◆ Exercise brief
What is the number of lines below that include "yellow"? Give that number alone.

[Source records]
%%

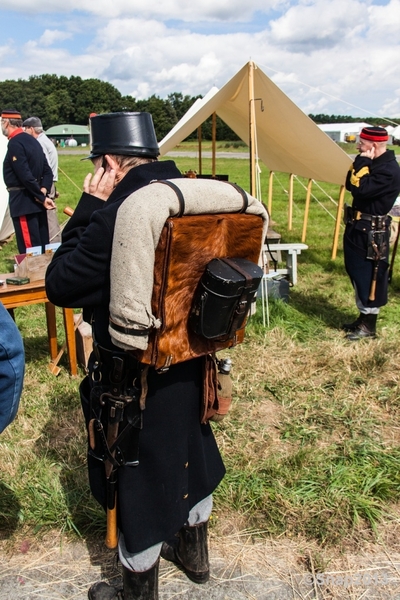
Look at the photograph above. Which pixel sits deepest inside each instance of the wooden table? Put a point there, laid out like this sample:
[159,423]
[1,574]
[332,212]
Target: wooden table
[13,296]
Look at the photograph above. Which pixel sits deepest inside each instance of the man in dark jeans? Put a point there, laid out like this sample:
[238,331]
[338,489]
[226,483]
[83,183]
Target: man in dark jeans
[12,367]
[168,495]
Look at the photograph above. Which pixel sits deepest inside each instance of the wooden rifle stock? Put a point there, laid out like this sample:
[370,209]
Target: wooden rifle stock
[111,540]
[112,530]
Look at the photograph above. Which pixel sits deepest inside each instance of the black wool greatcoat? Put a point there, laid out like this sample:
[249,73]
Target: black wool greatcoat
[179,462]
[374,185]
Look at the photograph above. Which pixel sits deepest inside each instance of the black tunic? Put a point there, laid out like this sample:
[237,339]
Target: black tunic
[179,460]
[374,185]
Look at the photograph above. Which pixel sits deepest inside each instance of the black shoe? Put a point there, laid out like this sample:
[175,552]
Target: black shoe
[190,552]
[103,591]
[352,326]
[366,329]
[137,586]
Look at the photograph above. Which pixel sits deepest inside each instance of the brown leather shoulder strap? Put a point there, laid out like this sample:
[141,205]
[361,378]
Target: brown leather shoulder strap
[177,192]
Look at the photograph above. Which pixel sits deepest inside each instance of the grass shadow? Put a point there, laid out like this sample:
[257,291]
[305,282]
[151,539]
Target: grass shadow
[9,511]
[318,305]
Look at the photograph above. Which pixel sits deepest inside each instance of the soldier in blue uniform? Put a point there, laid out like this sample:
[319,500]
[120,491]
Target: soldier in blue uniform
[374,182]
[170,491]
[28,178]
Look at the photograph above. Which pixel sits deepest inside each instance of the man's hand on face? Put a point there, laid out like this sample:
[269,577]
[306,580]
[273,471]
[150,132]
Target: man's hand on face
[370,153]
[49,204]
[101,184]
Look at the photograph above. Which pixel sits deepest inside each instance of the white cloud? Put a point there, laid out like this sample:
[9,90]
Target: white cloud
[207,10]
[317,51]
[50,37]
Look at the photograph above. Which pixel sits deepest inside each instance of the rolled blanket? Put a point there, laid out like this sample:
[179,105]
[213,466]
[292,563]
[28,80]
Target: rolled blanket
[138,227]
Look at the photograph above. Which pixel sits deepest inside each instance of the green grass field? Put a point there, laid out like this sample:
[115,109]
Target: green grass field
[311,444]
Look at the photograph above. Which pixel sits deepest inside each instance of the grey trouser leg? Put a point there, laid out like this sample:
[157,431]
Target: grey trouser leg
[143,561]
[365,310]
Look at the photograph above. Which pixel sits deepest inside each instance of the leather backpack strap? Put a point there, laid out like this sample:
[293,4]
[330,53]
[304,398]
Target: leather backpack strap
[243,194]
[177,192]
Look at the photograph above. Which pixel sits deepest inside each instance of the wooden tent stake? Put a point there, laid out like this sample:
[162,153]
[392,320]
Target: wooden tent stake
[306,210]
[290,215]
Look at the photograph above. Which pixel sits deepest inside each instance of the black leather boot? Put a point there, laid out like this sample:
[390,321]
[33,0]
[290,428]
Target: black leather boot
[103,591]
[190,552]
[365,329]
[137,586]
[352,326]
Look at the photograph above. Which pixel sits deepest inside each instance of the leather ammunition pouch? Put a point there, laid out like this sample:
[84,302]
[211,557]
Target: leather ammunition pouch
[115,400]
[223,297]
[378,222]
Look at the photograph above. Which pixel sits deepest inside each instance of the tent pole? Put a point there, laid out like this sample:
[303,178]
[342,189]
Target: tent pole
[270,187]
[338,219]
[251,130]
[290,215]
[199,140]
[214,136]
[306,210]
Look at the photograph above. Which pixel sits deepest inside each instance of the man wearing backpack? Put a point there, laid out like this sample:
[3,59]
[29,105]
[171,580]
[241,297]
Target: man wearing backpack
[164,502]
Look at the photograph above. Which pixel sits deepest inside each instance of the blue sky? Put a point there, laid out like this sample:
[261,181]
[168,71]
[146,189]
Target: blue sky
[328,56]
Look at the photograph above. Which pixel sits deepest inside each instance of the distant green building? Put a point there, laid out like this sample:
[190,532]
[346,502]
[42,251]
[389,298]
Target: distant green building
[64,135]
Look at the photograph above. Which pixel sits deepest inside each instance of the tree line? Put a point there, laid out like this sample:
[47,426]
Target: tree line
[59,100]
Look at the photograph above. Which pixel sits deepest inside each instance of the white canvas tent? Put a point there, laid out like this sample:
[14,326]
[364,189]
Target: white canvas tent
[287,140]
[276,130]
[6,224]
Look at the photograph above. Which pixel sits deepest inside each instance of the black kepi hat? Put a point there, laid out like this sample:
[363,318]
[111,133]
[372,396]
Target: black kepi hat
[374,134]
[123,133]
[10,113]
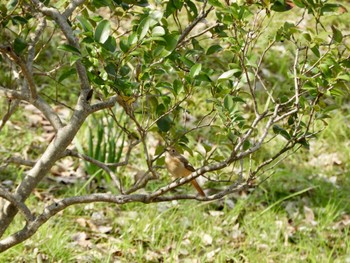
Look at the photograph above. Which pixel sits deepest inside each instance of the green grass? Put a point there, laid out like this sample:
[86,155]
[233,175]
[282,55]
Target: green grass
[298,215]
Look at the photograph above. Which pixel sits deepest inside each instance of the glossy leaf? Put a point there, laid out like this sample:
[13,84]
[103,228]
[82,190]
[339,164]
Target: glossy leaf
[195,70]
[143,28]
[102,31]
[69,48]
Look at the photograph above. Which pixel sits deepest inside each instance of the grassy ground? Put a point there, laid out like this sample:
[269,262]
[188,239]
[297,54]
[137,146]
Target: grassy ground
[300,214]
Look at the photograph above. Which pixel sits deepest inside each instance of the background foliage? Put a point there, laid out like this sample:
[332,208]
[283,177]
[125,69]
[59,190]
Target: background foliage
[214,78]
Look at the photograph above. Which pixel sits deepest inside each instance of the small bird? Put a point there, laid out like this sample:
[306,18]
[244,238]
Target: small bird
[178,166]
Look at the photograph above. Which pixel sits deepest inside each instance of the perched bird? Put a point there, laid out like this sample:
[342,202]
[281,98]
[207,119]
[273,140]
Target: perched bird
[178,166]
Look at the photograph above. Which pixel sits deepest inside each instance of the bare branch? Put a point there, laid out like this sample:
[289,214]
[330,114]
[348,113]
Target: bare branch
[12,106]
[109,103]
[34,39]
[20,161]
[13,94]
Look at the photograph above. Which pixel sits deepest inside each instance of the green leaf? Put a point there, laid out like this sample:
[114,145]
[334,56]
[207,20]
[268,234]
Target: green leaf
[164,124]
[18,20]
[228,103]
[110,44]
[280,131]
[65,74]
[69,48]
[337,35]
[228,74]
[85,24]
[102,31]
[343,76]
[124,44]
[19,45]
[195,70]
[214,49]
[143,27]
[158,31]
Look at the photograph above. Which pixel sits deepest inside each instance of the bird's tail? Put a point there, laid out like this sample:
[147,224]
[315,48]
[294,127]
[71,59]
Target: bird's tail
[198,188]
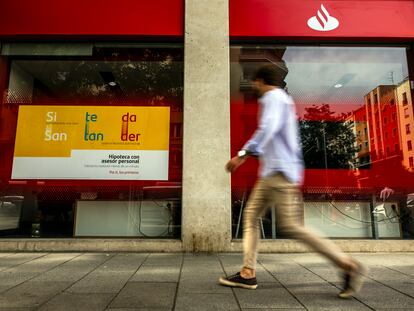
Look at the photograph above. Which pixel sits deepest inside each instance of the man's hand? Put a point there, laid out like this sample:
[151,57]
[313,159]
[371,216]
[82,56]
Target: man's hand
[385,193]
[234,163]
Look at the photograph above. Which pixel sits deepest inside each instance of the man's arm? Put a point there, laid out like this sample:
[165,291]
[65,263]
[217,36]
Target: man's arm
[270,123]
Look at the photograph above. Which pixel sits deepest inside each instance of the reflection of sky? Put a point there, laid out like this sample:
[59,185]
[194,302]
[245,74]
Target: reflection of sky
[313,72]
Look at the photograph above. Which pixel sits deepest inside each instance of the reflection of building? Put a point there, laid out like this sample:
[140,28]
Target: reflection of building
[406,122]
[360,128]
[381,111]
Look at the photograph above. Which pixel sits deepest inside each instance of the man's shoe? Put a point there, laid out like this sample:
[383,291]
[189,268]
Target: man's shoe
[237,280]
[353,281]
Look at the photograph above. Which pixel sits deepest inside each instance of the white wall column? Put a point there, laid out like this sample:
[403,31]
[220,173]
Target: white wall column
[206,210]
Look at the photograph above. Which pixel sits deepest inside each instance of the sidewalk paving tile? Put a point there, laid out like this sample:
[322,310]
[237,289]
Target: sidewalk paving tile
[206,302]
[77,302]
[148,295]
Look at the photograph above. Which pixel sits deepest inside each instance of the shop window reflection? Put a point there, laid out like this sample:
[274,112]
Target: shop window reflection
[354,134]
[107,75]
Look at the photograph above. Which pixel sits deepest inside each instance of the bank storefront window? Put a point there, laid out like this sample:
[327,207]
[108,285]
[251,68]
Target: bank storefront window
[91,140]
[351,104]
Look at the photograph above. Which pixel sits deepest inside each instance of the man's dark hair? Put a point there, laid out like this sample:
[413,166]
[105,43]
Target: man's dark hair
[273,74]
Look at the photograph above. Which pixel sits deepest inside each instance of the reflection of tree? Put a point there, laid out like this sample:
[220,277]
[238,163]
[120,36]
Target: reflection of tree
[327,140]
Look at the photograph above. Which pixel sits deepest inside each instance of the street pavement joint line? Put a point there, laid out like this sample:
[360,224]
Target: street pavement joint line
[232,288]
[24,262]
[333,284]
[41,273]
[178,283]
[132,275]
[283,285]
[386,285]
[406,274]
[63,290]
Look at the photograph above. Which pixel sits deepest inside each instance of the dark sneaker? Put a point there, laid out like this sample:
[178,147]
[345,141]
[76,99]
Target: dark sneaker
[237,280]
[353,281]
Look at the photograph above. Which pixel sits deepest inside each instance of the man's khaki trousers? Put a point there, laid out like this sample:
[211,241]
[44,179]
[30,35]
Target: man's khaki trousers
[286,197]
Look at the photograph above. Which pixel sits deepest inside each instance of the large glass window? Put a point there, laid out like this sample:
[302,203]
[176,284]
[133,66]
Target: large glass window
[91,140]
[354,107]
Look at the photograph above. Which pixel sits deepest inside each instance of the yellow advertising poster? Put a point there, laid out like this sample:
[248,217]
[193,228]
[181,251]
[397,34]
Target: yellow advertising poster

%%

◆ Completed exercise
2